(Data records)
- - - - - - -
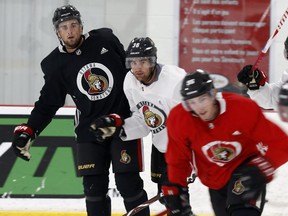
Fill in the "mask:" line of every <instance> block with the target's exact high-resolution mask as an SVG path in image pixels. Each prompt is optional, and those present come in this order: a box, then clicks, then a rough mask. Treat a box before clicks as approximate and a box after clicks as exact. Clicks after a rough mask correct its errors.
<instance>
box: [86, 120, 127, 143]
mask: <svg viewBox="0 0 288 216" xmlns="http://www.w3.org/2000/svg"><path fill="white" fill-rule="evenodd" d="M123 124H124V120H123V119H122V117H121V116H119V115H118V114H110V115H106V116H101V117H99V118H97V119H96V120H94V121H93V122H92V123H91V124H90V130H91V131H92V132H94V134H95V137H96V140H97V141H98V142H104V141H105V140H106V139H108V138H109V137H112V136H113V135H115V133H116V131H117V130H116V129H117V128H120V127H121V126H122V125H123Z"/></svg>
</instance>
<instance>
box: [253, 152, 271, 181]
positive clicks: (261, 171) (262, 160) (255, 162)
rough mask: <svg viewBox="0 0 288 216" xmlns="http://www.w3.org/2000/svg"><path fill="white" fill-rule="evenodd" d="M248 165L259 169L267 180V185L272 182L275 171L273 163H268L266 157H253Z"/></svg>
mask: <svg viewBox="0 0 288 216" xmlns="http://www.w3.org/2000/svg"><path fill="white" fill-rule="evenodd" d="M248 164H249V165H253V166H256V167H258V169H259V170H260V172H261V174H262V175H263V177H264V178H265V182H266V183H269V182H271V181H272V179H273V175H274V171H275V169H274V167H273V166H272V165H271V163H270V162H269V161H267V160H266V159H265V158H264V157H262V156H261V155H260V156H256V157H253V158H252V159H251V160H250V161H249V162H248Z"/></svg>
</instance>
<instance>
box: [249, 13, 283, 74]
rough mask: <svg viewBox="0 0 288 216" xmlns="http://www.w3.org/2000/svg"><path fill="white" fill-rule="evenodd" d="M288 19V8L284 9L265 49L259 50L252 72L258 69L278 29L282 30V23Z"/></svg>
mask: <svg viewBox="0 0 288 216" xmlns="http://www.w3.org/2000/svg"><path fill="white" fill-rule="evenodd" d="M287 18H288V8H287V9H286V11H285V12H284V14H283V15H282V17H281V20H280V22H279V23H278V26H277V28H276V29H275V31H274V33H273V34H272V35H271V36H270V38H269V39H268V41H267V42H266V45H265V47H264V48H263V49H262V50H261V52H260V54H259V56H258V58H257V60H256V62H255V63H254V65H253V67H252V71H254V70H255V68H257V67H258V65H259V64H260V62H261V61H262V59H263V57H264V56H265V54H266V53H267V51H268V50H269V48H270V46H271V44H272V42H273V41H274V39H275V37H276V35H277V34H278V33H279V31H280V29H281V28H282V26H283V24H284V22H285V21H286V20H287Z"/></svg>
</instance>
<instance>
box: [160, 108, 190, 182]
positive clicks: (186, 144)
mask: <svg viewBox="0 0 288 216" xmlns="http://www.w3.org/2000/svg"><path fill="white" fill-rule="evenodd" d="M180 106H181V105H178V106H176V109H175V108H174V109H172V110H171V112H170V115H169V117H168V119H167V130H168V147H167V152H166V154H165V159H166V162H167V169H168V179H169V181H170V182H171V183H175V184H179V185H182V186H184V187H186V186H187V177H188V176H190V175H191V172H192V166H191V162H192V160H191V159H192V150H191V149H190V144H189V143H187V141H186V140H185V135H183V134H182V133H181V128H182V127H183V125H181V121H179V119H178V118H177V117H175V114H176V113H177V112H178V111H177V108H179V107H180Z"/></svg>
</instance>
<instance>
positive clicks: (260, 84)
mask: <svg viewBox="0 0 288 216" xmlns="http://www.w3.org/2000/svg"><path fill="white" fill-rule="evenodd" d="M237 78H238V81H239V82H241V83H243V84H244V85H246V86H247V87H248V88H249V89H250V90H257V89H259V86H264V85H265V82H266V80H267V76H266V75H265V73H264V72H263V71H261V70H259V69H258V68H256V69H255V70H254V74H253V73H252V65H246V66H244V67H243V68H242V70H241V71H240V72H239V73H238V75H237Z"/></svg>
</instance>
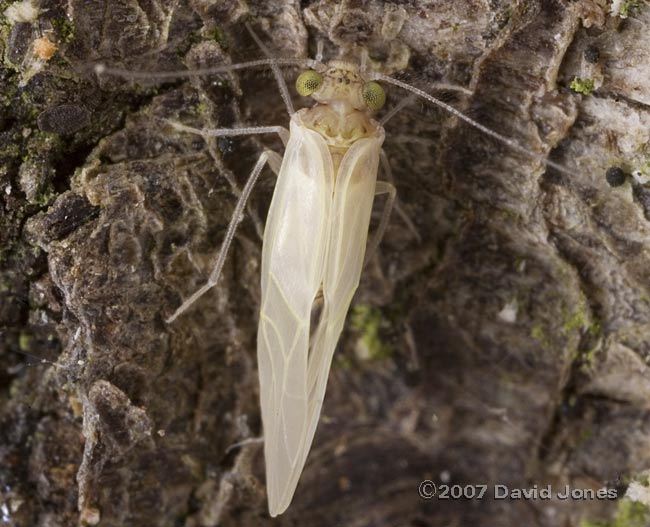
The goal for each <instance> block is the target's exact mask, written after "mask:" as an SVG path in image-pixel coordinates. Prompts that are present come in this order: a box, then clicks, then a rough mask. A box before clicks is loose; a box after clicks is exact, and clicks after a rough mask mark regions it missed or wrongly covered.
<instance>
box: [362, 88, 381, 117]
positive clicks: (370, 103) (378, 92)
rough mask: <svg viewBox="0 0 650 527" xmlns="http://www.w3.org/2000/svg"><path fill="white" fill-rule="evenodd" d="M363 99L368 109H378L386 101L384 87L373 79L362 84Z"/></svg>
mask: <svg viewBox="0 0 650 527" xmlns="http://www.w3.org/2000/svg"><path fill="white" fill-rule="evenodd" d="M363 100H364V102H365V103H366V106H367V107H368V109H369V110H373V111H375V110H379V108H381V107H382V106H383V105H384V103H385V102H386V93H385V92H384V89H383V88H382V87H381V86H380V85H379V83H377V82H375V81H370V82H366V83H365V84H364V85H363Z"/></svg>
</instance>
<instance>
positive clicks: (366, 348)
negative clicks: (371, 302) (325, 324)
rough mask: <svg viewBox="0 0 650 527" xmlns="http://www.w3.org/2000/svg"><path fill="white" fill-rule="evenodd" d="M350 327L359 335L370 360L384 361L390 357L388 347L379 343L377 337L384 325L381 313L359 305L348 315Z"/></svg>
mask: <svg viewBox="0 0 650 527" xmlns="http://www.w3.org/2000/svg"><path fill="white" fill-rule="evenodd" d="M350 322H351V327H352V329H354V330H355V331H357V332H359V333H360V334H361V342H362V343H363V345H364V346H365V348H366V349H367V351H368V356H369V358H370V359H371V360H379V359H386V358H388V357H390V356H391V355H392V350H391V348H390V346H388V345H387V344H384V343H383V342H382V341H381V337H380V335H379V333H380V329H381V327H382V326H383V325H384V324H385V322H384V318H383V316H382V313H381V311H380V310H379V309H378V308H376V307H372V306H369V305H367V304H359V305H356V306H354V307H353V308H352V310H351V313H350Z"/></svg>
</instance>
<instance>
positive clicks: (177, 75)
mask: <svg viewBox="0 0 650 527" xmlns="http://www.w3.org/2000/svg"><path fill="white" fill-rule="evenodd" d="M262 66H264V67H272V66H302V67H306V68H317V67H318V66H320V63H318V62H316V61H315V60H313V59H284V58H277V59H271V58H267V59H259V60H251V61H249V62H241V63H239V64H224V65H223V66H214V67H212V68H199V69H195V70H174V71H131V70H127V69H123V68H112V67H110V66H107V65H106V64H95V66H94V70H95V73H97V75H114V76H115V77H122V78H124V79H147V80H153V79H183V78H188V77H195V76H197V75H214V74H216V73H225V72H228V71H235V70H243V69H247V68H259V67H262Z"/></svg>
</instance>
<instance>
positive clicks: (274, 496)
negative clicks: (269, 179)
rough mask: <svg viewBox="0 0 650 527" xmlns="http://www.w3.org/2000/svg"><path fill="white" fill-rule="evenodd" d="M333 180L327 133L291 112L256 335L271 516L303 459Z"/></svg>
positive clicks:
- - - - - - -
_Aim of the exercise_. Output nothing but the lines from the one containing "negative clicks: (269, 179)" through the last line of the data, exactly as they stand.

_Final answer_.
negative clicks: (269, 179)
rough mask: <svg viewBox="0 0 650 527" xmlns="http://www.w3.org/2000/svg"><path fill="white" fill-rule="evenodd" d="M333 180L327 133L291 112L256 335L271 516L303 459Z"/></svg>
positive clicks:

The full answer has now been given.